Exercise brief
Quote each of the records below word for word, keeping every line unchanged.

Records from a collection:
______

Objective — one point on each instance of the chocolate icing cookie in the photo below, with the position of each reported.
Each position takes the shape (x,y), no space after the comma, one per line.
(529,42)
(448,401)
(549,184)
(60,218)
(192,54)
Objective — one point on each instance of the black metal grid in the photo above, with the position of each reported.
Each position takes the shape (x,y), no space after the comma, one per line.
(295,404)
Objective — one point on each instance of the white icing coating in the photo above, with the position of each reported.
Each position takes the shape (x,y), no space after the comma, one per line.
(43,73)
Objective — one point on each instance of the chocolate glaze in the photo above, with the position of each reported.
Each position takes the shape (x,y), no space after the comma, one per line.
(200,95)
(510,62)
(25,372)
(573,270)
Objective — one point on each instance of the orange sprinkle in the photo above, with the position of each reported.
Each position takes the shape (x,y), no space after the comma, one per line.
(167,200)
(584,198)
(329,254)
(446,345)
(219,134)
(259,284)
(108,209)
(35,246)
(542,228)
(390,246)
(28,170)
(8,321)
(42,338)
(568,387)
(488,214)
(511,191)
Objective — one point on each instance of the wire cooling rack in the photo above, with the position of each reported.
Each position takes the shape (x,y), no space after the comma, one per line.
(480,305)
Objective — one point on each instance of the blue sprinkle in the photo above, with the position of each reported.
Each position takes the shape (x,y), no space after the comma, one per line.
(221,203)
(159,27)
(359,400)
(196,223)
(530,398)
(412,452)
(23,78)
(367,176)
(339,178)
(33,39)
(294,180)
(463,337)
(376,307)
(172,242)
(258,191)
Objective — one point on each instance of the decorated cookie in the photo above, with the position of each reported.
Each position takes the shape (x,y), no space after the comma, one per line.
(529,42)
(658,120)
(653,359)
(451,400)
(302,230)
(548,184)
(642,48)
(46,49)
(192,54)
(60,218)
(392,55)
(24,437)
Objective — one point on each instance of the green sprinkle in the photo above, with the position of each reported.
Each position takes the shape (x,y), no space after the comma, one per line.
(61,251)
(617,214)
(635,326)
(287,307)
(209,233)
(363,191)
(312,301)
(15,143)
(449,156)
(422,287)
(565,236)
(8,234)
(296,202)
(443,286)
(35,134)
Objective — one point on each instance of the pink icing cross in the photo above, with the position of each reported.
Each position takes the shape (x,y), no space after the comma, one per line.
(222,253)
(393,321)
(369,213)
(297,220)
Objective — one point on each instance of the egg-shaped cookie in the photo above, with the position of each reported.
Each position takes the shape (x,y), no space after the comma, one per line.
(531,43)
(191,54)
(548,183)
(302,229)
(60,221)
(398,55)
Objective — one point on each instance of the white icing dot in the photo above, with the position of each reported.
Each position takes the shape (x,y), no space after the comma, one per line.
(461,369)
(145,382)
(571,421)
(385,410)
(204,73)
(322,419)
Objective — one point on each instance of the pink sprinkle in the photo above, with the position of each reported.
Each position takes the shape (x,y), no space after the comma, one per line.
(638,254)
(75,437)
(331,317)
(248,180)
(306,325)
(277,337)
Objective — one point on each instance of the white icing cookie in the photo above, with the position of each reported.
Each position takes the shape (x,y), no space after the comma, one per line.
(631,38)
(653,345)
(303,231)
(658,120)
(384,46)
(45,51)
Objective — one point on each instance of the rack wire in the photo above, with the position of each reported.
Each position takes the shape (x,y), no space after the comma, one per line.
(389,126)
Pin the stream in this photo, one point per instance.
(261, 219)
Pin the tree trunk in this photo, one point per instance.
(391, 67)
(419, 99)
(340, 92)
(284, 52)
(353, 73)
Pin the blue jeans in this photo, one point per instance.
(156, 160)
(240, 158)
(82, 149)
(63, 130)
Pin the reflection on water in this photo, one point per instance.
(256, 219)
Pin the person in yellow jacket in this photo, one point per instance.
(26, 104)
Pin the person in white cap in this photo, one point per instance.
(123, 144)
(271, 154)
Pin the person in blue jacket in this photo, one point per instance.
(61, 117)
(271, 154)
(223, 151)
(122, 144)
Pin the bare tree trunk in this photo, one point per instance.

______

In response
Objective — one point on each instance of the chocolate icing cookie in the photo below, with the position of each reported.
Each position takes the shape (x,y), no space after the comma, one per line.
(529,42)
(448,401)
(549,184)
(60,218)
(192,54)
Objective — one point on each instance of the black metal grid in the photo above, with the position of each reported.
Each position takes the shape (x,y), no space after the comma, one per line.
(295,404)
Objective — one point on each instance of the white icing coating in the photo above, with the position of each reported.
Each position takes the shape (x,y), no space after the comma, one per line.
(43,73)
Objective — one point on each instance of the chocolate glaze in the photo above, with the position of each reported.
Each position takes the shape (x,y), no space after the comma, one per line.
(200,95)
(510,62)
(25,372)
(573,270)
Objective — one point on each instance of the orange sprinkle in the photo above, with the position of each reported.
Each position takes the shape (x,y), no space after the comma, one per line.
(167,200)
(584,198)
(329,254)
(446,345)
(219,134)
(259,284)
(108,209)
(35,246)
(542,228)
(390,246)
(28,170)
(8,321)
(42,338)
(568,387)
(488,214)
(511,191)
Objective — one point on each instance of the wire cooling rack in the photo above, with the position of each reported.
Each position takes the shape (x,y), no space after the comma, one per line.
(480,305)
Objective — one point on each instance of the blue sprinkle in the photo above, with the position of each reported.
Each position takes the shape (x,y), no space after the comma, one per line.
(221,203)
(159,27)
(359,400)
(196,223)
(530,398)
(412,452)
(23,78)
(367,176)
(339,178)
(33,39)
(294,180)
(463,337)
(376,307)
(172,242)
(258,191)
Objective — one point on each instance of the decorated cookie in the photo above, with the position of each reported.
Each position takes the shape (x,y), no space after the comma, one per line.
(529,42)
(658,120)
(653,359)
(451,400)
(302,230)
(548,184)
(642,48)
(46,49)
(192,54)
(60,218)
(392,55)
(24,437)
Objective — one point on each instance of the green sprinkle in the photo above, with the position of each reported.
Each position takes the shape (x,y), no space after the comma, one per line.
(61,251)
(617,214)
(635,326)
(287,307)
(209,233)
(363,191)
(312,301)
(15,143)
(449,156)
(422,287)
(565,236)
(8,234)
(296,202)
(443,286)
(35,134)
Objective — one point on each instance of the pink icing cross in the photo above, with the position of each reported.
Each position takes the shape (x,y), no space after the comma, one per line.
(222,253)
(393,321)
(369,213)
(297,220)
Objective — one point on each instance of the egg-shaped cookie in the photo above, with the position of each reported.
Each position takes the shape (x,y), no space after the comma, one per line.
(531,43)
(191,54)
(548,183)
(302,229)
(60,221)
(398,55)
Objective — one point on each instance of the white icing dot in the photo above, with the position of each reported.
Each position takes the shape (x,y), no space after the comma, one per line.
(461,369)
(145,382)
(571,421)
(385,410)
(204,73)
(322,419)
Objective — one point on each instance of the pink sprinkle in the photo above, with the position of each reported.
Each position takes the shape (x,y), no space after the comma, one per line.
(638,254)
(75,437)
(331,317)
(248,180)
(306,325)
(277,337)
Objective — one point on each instance of the white icing cookie in the photo above, with the position of each reported.
Each position takes the shape (x,y), no space after the comma, one per line.
(631,38)
(653,345)
(303,231)
(658,120)
(384,46)
(45,51)
Objective — one point on each instance of the rack wire in the photo above, with the position of each reported.
Each position takes the shape (x,y), no space after the comma, one per line.
(389,126)
Pin the stream in this photo, one point per instance.
(261, 219)
Pin the tree trunk in this photo, one point per instance.
(391, 67)
(419, 99)
(340, 92)
(284, 52)
(353, 73)
Pin the blue jeans in this photo, one point per instance.
(156, 160)
(240, 158)
(82, 149)
(63, 130)
Pin the reflection on water in this photo, one point per instance.
(256, 219)
Pin the person in yellow jacket in this photo, one point per instance.
(26, 104)
Pin the person in white cap in this photo, one point per instance.
(123, 144)
(271, 154)
Pin the person in blue jacket in this photo, one point per instance.
(61, 117)
(271, 154)
(223, 151)
(122, 144)
Pin the bare tree trunk in this photo, one point per instance.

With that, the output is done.